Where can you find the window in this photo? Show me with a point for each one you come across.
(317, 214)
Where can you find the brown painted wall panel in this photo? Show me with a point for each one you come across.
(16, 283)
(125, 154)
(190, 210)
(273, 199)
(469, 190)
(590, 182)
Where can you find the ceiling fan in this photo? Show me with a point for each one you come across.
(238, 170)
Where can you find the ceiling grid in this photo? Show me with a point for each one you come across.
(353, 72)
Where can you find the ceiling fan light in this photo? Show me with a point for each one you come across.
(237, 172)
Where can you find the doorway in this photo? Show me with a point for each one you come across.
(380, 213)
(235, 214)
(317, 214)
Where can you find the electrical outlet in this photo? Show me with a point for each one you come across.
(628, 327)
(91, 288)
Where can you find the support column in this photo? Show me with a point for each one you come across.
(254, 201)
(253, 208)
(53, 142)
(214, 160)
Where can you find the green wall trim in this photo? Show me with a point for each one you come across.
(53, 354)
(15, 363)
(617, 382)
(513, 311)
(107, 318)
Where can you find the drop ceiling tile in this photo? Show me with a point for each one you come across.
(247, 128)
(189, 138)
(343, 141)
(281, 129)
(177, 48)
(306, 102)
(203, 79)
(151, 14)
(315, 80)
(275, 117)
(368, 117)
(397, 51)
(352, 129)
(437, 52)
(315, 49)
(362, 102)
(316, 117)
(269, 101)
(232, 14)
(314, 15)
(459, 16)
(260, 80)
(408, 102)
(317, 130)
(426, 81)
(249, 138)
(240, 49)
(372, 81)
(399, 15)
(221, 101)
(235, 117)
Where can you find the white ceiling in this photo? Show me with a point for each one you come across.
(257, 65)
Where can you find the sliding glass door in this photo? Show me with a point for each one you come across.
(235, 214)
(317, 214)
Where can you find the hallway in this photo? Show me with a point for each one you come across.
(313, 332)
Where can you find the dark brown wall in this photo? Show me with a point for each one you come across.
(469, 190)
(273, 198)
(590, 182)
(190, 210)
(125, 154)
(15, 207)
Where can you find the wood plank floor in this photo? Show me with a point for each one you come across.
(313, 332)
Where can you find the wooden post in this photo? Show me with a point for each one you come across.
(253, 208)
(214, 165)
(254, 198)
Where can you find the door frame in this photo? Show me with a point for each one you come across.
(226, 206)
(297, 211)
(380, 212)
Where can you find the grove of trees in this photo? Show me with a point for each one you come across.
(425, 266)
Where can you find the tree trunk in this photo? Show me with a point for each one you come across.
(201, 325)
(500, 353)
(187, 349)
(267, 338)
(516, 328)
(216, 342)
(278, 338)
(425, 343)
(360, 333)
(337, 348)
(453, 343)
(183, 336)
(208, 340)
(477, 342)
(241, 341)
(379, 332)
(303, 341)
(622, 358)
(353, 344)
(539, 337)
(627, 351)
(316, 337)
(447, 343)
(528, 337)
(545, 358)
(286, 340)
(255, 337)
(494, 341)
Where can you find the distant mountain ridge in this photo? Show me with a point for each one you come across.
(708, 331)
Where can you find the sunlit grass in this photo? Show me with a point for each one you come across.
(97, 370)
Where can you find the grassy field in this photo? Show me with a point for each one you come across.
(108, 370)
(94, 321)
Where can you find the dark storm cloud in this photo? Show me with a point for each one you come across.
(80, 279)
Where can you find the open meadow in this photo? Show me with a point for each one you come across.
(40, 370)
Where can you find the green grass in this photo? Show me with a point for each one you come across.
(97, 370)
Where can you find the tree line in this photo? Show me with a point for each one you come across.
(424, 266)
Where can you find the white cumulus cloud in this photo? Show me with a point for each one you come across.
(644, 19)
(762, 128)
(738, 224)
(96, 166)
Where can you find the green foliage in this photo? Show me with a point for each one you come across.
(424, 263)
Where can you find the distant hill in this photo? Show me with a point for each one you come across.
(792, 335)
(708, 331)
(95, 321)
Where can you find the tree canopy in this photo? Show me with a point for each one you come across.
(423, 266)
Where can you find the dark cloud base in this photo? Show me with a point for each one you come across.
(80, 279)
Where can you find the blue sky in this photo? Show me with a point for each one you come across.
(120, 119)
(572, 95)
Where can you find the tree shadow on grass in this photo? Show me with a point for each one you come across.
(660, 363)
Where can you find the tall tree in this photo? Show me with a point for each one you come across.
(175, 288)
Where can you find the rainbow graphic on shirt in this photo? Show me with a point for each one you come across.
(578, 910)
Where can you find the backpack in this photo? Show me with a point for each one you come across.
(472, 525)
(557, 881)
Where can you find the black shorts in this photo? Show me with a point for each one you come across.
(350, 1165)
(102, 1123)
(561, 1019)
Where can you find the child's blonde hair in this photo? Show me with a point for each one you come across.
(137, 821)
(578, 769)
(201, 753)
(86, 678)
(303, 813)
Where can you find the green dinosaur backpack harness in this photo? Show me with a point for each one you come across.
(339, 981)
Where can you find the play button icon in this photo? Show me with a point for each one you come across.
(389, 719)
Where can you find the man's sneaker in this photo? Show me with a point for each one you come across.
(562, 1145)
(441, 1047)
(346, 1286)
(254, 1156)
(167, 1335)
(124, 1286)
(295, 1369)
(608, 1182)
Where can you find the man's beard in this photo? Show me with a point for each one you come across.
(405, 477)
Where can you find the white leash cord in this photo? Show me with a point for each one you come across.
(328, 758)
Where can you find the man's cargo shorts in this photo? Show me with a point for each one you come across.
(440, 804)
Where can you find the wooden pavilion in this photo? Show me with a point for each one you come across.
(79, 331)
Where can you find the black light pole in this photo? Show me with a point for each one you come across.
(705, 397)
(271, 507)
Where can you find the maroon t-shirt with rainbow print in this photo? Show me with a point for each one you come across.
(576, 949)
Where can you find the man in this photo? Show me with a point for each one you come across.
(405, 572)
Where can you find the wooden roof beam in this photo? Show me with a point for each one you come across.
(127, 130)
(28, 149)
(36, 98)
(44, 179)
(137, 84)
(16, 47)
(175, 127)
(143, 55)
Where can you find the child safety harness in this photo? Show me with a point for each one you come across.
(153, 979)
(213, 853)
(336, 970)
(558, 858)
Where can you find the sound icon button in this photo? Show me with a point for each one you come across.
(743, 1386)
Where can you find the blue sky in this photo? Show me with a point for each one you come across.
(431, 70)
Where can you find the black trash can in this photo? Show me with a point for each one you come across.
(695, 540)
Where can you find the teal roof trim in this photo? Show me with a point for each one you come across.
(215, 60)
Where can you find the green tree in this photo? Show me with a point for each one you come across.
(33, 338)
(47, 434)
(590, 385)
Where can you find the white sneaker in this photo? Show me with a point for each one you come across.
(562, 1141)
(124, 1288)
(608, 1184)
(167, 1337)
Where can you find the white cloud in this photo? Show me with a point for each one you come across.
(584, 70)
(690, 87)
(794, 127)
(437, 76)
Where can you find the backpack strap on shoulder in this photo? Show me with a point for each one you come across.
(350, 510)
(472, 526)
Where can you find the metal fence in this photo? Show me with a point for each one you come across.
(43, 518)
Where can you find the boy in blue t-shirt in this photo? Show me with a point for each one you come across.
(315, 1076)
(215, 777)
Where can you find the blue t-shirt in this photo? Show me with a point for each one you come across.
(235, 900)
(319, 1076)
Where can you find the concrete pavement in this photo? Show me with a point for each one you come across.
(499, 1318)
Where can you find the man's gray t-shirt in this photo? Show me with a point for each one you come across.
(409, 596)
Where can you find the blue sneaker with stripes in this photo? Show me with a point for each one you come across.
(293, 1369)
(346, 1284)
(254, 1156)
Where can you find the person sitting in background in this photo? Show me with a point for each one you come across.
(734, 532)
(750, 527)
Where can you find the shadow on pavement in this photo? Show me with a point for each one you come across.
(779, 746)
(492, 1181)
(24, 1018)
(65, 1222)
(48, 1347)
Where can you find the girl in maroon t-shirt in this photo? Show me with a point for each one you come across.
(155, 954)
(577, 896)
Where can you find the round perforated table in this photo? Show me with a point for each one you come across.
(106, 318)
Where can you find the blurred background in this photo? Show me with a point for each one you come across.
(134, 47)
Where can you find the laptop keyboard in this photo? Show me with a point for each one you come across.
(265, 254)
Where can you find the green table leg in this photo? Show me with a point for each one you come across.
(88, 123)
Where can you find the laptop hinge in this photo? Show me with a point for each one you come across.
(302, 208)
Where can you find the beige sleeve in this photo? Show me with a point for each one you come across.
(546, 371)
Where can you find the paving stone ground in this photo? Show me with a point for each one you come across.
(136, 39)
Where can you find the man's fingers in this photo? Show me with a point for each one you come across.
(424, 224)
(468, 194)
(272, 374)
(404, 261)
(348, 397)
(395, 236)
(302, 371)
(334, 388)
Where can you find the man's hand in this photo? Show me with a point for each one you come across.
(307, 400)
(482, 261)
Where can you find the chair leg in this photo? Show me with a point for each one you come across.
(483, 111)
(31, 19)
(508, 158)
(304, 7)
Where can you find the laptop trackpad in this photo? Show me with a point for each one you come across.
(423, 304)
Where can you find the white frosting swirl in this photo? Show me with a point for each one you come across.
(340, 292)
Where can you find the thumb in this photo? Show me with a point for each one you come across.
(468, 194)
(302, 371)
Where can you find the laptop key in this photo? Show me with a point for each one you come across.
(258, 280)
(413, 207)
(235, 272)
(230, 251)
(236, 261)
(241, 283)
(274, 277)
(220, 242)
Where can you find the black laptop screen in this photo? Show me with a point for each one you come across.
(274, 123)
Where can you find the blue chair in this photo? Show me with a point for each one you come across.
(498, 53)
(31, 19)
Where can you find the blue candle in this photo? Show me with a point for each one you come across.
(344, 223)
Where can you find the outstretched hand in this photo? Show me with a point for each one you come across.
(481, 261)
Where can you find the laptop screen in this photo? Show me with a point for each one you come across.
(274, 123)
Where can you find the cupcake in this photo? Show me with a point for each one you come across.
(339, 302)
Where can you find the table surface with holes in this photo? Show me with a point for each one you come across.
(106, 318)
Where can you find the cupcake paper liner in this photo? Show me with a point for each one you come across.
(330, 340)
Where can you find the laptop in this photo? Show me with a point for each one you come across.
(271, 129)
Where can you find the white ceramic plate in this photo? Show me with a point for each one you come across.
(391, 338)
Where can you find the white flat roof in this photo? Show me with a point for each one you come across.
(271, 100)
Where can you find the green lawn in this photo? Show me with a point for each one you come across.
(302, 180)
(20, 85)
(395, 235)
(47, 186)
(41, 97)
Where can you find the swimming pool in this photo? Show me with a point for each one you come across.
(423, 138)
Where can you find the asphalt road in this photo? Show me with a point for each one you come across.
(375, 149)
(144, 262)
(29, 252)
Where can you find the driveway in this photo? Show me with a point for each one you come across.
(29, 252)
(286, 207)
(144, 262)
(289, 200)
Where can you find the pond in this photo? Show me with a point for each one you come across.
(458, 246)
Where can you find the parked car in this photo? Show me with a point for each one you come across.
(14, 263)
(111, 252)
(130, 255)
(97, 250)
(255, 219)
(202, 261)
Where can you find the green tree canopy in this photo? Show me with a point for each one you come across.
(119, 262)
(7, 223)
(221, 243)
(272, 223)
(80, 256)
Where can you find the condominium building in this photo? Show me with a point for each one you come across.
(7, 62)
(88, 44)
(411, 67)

● PROBLEM:
Begin with the line that contains "Where can you find the laptop in" and set down each line exactly until the records above end, including the final line.

● IN RESPONSE:
Where can you find the laptop in this photo? Show me with a point for each one you come across.
(271, 129)
Where can you find the white ceramic plate in this photo? Show me with a point for each one you come across.
(391, 338)
Where can you find the white flat roof in this photo? Show me with a point for each one you come across.
(271, 100)
Where can you find the green lawn in this photo? Show me with a point for each one you come across.
(302, 180)
(20, 85)
(395, 235)
(47, 186)
(41, 97)
Where can you find the swimming pool in this photo? Show me with a point for each one you come across.
(423, 138)
Where can you find the asphalt road in this photo? Show me with a point for each one you come across.
(375, 149)
(144, 262)
(29, 252)
Where can you find the driveway in this photo? Show me with a point for each one you come across.
(29, 252)
(286, 207)
(144, 262)
(289, 200)
Where can you find the pond in this photo? Show me with a point for each one you come across.
(458, 246)
Where can you find the parked car in this photo? Show me with a point for each one you come across.
(14, 263)
(111, 252)
(130, 255)
(97, 250)
(255, 219)
(202, 261)
Where can you find the green tree canopy in this photo? Show me with a point for each one you come across.
(119, 262)
(7, 223)
(221, 243)
(272, 223)
(80, 256)
Where can you find the condominium building in this photo? Show me with a point for each one you come across.
(7, 62)
(88, 44)
(411, 67)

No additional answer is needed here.